About this task: In the alumni book news below, who co-wrote Grit, Grace & Gravitas with Andrea Zintz?

Since graduating, Barbara Tuerkheimer Paskoff ’66 has been an Emmy-nominated broadcast journalist, TV producer, and co-owner of a TV production company. Now she’s written a book on her latest achievement: getting older. With her friend and co-author, Carol Pack, Paskoff wrote Over-Sixty: Shades of Gray: A Journey Through Life’s Later Years (on the Road to Fossilization).
Steve Bluestein ’68 published a memoir, Point of Pines: A Horrible Childhood in a Happy Place. It is available on Amazon and iTunes.
Andrea Zintz ’75 co-authored a book with Jane Firth titled Grit, Grace & Gravitas: The Three Keys to Transforming Leadership, Presence, and Impact. This book on leadership and emotional intelligence is available on Amazon, Barnes & Noble, and Google Books.
Bill Walker ’78 published D-NOTICE (DeLarge Books), a Cold War thriller based on a true incident, in March.

Source material:
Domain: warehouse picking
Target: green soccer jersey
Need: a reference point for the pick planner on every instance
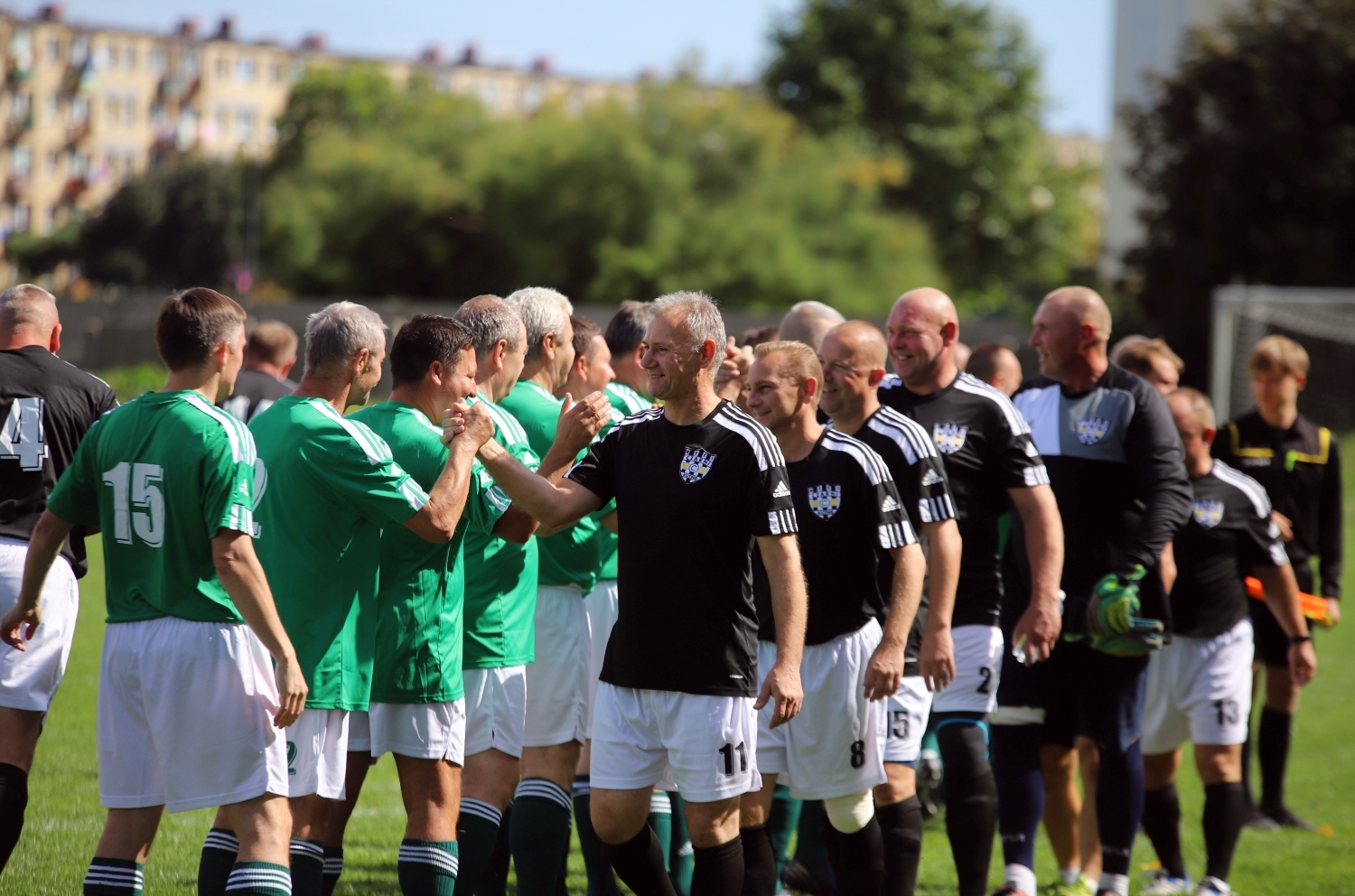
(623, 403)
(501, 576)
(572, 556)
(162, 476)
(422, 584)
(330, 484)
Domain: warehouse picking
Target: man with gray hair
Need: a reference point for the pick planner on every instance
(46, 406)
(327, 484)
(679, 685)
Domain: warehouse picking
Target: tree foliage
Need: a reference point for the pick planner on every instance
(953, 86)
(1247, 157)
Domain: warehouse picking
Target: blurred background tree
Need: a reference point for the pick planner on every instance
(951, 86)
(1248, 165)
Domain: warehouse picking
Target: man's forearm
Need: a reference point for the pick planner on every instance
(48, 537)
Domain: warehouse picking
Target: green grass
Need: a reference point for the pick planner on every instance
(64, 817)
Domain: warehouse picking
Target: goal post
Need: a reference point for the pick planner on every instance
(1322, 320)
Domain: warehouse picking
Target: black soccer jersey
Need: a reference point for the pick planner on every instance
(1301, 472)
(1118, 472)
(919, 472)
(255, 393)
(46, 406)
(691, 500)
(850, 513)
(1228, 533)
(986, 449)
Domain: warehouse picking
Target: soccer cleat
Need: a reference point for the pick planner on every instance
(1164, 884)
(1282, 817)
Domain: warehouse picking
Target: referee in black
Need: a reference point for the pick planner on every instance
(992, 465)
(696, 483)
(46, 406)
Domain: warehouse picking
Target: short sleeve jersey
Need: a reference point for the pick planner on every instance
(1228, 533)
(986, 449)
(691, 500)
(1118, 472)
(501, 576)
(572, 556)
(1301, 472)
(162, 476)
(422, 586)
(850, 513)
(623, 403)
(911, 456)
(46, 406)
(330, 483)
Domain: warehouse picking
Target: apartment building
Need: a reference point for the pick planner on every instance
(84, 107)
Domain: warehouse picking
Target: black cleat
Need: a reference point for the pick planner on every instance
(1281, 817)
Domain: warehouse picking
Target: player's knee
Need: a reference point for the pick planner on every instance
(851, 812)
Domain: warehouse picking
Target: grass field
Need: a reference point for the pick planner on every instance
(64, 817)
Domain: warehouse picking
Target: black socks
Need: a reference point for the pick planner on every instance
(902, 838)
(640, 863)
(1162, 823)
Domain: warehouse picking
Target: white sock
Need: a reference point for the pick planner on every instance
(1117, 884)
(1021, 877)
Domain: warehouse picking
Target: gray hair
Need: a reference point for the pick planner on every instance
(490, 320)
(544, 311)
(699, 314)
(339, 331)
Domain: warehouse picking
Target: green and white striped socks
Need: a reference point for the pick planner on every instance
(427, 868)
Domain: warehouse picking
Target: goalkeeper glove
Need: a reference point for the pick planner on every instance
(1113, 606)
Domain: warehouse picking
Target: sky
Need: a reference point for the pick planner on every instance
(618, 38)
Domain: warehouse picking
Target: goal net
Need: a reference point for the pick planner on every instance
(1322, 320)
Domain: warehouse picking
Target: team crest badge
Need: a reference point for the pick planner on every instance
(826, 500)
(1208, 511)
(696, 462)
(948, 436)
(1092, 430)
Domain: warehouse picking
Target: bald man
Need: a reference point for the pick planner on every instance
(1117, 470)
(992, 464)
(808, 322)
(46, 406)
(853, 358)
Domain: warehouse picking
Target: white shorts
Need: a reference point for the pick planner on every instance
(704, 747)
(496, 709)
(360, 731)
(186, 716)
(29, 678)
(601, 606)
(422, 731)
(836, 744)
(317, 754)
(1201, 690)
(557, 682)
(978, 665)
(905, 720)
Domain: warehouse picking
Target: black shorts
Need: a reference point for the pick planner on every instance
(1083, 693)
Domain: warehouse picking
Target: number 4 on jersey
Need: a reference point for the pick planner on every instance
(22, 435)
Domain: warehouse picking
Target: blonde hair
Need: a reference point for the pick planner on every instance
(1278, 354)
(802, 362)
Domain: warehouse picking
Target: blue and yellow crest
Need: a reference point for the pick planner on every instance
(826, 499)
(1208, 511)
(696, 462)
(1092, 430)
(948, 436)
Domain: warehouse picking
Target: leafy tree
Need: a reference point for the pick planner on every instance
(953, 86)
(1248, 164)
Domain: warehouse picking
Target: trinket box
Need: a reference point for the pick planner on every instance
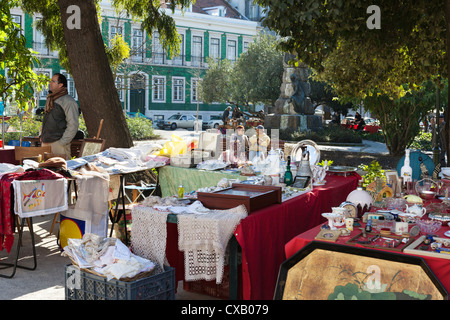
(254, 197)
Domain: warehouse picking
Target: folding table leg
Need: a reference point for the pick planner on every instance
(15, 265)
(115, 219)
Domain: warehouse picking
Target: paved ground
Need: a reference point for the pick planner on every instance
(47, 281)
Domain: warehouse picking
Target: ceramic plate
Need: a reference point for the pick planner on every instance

Task result: Jane Firth